> [What you are asked to do]: The required output is every entry below, copied exactly.
════════
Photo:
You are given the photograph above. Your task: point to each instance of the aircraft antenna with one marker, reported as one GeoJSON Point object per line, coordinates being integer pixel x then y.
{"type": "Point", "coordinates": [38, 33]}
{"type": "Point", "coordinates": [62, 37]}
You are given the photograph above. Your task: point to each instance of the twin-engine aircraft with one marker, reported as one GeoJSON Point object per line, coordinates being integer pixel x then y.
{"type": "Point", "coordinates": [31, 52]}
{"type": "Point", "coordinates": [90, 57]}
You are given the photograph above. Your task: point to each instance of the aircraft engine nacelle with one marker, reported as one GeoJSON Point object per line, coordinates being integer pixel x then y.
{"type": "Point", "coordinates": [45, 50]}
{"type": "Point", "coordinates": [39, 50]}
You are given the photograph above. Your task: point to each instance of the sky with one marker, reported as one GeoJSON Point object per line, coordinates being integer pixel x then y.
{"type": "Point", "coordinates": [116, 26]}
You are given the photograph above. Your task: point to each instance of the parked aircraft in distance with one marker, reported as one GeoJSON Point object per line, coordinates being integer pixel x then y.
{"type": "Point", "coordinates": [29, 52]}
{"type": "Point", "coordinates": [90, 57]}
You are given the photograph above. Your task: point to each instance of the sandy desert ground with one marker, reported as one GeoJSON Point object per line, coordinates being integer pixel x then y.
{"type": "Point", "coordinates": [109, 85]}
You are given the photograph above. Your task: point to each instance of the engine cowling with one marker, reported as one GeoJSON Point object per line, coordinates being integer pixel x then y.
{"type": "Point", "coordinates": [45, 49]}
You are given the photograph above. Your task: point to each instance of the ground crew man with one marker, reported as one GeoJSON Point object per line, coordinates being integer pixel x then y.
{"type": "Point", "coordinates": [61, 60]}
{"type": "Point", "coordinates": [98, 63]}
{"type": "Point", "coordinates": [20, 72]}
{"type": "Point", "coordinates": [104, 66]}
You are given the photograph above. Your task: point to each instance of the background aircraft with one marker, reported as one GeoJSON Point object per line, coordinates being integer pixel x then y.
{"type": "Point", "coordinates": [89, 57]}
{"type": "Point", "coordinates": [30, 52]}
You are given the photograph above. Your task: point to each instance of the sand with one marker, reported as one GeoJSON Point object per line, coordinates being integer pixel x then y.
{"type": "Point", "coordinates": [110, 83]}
════════
> [Response]:
Photo:
You are given the photograph above. Your task: point to each instance of the aircraft antenna with one marker, reported as one GeoJSON Point object per line, coordinates being integer pixel x then y.
{"type": "Point", "coordinates": [38, 33]}
{"type": "Point", "coordinates": [62, 37]}
You are given the photograph above. Your task: point to each instance of the twin-engine aircraft with one marker, reported as one GeoJSON Point object per line, coordinates being integer pixel x then y.
{"type": "Point", "coordinates": [31, 52]}
{"type": "Point", "coordinates": [90, 57]}
You are given the photograph above. Your task: point to each instance of the aircraft engine nacelle with one marker, reported as one GeoJSON Point object per line, coordinates being integer pixel x then y.
{"type": "Point", "coordinates": [45, 50]}
{"type": "Point", "coordinates": [39, 50]}
You are given the photograph above. Your task: point to each instance of the sky with one marker, reported as one GeoJSON Point object per line, coordinates being integer pixel x then y.
{"type": "Point", "coordinates": [116, 26]}
You are given the photograph above. Your task: point to each instance of the parked aircraft in distance with one marker, reported as one GeoJSON Point object per line, coordinates being integer pixel x then y.
{"type": "Point", "coordinates": [29, 52]}
{"type": "Point", "coordinates": [90, 57]}
You are given the photograph above. Your task: point to each instance of the sandy desert ground with one marker, reported as one GeoJSON Point object per line, coordinates being integer pixel x then y.
{"type": "Point", "coordinates": [109, 85]}
You are given the photograph above. Your task: point to each instance of the engine cowling with one marker, reported as one GeoJSON Point object per line, coordinates being integer pixel x then y.
{"type": "Point", "coordinates": [45, 49]}
You are given the photograph above. Your task: point to each instance of the ground crew man with one marker, reported as one GeoJSON Point object per line, coordinates being integer pixel x then y.
{"type": "Point", "coordinates": [61, 60]}
{"type": "Point", "coordinates": [98, 63]}
{"type": "Point", "coordinates": [20, 72]}
{"type": "Point", "coordinates": [104, 66]}
You are given the photograph above. Your task: point to each instance of the background aircraft with one marker, reported as one GeoJSON Point object per line, coordinates being integer pixel x then y.
{"type": "Point", "coordinates": [89, 57]}
{"type": "Point", "coordinates": [30, 52]}
You are given the photograph above. Your task: point to each instance of the sand with one marker, reported as one GeoJSON Point object per line, coordinates being integer pixel x then y.
{"type": "Point", "coordinates": [110, 83]}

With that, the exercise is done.